In ottica di semplificazione, l’articolo 9 della norma che stiamo analizzando afferma che
Il trattamento dei dati personali da parte di un’amministrazione pubblica [omissis] è sempre consentito se necessario per l’adempimento di un compito svolto nel pubblico interesse o per l’esercizio di pubblici poteri a essa attribuiti
Nella sostanza da oggi gli enti pubblici come definiti dal Decreto potranno passarsi dati personali senza che una legge ne configuri il perimetro, sarà sufficiente che sia necessario per l’esecuzione di un compito di interesse pubblico.
L’insostenibile indeterminatezza
Questo approccio, secondo alcuni, creerebbe un corto circuito tra una norma nazionale e il GDPR. Si parla per questo di incostituzionalità della norma in quanto in aperta violazione della norma di livello superiore, quella europea.
Questo tema è molto serio, non tanto perché crei gravissimi danni alla gestione della privacy (avevamo un approccio iper garantista), qui ha molto senso quanto sostenuto da Luca Bolognini presidente dell’Istituto Italiano per la Privacy e la Valorizzazione dei dati, quando afferma che
un miglioramento del decreto è doveroso. Limitando lo “scopo” delle novità introdotte
Il tema qui in primo piano è l’attenzione che, proprio in un momento in cui i paesi dell’est Europa rifiutano la supremazia delle leggi dell’Unione, un paese fondatore come l’Italia non può commettere errori così grossolani nella gestione tra l’altro di una normativa così importante.
Altro? Come no, mettiamoci il carico da 11
Certamente sì. viene abrogato dall’articolo 9 comma 3 lettera b) del Decreto l’articolo 2-quinqiuesdecies del Codice Privacy che affermava
Con riguardo ai trattamenti svolti per l’esecuzione di un compito di interesse pubblico che possono presentare rischi elevati ai sensi dell’articolo 35 del Regolamento, il Garante può, sulla base di quanto disposto dall’articolo 36, paragrafo 5, del medesimo Regolamento e con provvedimenti di carattere generale adottati d’ufficio, prescrivere misure e accorgimenti a garanzia dell’interessato, che il titolare del trattamento è tenuto
ad adottare.

____________________

Restituisci, copiandolo alla lettera, il passo del testo di partenza che va da «Altro? Come no, mettiamoci» fino a «ad adottare.» compreso. Le voci non servono a nulla per questo lavoro.

Elenco delle voci>

____________________

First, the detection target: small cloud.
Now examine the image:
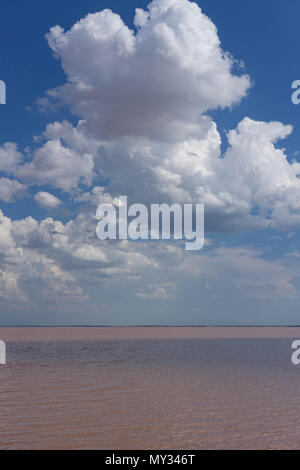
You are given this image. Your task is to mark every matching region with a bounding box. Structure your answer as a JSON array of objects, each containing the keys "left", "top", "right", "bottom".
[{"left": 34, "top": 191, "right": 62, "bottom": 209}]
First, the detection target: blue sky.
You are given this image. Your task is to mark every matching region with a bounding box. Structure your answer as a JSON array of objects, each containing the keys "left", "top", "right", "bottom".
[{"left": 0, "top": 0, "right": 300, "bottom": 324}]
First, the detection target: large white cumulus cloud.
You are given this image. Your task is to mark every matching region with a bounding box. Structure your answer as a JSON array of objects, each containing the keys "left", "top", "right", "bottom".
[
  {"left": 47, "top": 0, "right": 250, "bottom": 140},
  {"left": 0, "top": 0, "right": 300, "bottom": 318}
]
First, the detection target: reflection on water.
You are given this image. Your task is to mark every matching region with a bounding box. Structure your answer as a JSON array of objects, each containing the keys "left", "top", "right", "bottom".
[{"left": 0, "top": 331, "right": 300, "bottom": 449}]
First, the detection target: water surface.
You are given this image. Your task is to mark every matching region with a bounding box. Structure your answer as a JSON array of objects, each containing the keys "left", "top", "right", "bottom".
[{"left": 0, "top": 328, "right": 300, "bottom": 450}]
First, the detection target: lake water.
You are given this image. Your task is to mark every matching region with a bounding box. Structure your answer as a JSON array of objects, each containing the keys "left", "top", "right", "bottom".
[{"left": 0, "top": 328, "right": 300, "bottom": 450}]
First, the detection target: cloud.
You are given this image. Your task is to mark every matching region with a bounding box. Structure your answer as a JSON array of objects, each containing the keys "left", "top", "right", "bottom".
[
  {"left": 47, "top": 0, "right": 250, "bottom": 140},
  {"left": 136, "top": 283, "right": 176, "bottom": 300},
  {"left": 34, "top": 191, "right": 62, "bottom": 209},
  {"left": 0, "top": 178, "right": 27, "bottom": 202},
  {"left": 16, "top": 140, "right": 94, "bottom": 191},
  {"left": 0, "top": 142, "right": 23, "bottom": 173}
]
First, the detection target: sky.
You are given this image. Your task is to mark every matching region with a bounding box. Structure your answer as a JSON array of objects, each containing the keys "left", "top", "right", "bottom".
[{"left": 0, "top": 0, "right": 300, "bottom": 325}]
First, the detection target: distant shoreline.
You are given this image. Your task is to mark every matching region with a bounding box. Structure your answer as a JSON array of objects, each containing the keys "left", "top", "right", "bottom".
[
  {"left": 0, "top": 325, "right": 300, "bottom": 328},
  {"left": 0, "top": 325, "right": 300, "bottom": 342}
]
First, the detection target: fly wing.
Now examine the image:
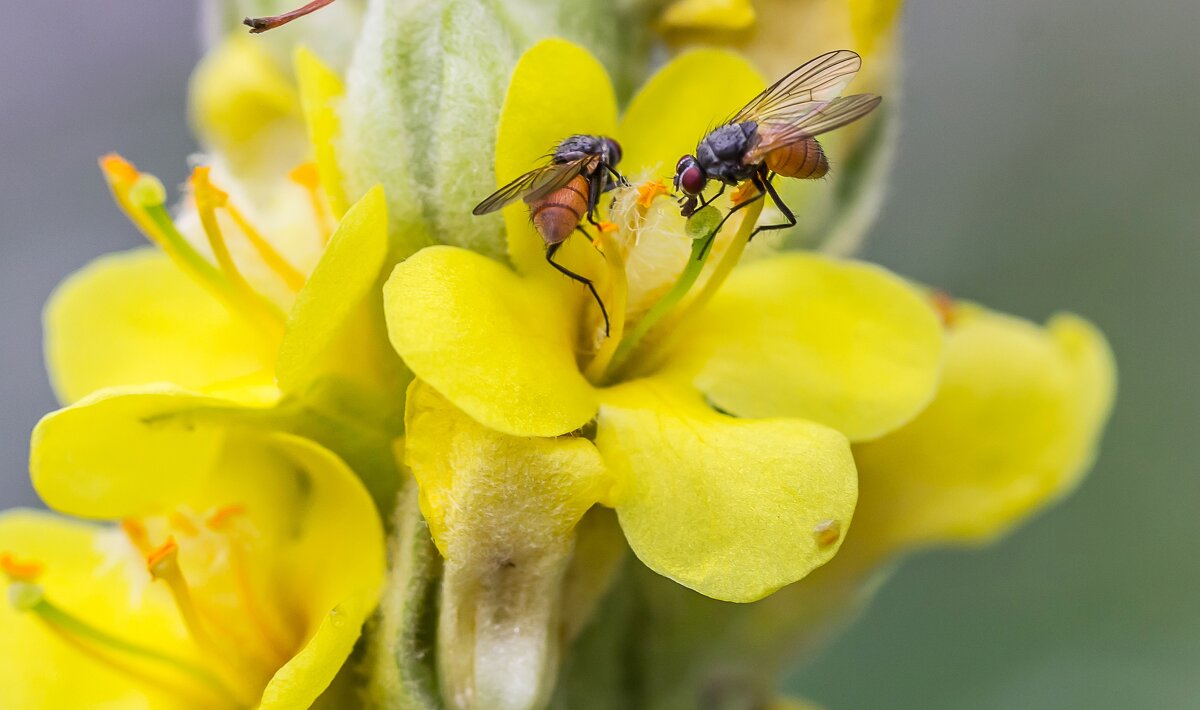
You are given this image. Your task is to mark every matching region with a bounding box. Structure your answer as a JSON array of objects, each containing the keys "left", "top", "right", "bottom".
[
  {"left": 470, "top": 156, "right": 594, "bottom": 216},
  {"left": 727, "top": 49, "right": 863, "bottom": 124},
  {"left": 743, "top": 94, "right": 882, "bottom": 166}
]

____________________

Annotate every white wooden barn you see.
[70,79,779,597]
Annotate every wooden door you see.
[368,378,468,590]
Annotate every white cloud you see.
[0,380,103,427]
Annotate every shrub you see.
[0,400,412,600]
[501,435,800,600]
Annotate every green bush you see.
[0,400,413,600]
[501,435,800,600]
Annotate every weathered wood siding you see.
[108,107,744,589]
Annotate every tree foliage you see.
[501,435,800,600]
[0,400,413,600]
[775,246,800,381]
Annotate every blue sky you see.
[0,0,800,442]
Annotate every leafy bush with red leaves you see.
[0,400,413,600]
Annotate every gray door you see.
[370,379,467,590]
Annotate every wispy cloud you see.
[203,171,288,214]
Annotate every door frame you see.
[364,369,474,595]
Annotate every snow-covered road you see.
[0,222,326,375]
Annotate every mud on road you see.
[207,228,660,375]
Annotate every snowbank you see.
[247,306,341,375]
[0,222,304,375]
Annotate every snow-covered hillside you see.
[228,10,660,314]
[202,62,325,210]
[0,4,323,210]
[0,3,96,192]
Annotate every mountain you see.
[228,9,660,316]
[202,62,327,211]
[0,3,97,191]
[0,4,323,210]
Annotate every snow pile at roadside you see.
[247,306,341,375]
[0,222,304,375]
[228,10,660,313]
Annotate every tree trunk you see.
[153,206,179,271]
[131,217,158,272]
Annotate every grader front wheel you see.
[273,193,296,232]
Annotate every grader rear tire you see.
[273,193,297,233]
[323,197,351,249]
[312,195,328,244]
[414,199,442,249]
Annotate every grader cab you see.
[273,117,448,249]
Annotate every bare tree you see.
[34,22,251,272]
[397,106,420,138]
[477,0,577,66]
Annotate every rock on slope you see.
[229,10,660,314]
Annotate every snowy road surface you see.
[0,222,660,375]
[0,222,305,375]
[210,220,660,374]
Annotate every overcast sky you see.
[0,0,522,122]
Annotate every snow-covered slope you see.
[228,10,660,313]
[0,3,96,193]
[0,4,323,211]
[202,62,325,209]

____________________

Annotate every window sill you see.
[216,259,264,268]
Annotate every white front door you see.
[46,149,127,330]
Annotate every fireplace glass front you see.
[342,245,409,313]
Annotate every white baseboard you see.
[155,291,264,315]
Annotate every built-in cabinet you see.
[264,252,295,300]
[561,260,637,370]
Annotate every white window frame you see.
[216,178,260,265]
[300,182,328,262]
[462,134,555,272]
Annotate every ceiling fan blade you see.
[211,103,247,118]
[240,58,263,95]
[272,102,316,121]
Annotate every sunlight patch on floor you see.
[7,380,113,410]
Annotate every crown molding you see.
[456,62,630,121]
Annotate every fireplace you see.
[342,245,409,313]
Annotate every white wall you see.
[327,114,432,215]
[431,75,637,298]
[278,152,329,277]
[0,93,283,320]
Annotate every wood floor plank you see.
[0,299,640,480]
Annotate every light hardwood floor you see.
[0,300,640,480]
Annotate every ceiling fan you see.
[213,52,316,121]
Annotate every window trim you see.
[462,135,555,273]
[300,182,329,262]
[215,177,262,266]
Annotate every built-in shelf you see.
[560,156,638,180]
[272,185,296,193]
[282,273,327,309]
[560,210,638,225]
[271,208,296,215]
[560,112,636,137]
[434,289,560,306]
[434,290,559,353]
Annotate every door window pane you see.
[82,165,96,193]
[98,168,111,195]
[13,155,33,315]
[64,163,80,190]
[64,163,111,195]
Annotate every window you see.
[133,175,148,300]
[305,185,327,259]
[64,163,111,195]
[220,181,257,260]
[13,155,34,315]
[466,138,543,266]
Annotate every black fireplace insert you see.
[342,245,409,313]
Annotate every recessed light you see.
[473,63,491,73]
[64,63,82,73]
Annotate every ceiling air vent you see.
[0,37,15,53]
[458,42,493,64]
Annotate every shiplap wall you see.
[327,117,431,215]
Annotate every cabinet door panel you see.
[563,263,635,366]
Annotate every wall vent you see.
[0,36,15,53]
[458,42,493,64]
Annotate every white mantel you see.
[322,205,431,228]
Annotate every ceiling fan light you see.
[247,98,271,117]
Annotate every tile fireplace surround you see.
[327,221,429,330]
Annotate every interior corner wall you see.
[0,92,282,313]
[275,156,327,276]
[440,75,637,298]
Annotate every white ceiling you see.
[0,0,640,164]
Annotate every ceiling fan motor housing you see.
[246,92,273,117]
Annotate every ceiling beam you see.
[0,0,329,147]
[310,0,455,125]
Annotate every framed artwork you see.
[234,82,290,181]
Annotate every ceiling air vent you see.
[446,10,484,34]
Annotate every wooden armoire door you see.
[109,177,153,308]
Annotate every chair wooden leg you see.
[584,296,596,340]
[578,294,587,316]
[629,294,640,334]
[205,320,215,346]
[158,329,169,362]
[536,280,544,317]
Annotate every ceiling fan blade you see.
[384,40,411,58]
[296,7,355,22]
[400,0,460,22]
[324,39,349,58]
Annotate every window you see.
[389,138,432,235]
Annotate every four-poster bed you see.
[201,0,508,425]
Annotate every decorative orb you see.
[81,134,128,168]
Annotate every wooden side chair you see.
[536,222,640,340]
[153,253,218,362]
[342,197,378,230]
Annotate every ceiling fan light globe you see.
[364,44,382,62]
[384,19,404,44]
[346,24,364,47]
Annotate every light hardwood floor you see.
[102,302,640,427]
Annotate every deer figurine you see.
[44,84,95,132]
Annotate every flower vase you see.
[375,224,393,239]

____________________

Risposta al compito>
Altro? Come no, mettiamoci il carico da 11
Certamente sì. viene abrogato dall’articolo 9 comma 3 lettera b) del Decreto l’articolo 2-quinqiuesdecies del Codice Privacy che affermava
Con riguardo ai trattamenti svolti per l’esecuzione di un compito di interesse pubblico che possono presentare rischi elevati ai sensi dell’articolo 35 del Regolamento, il Garante può, sulla base di quanto disposto dall’articolo 36, paragrafo 5, del medesimo Regolamento e con provvedimenti di carattere generale adottati d’ufficio, prescrivere misure e accorgimenti a garanzia dell’interessato, che il titolare del trattamento è tenuto
ad adottare.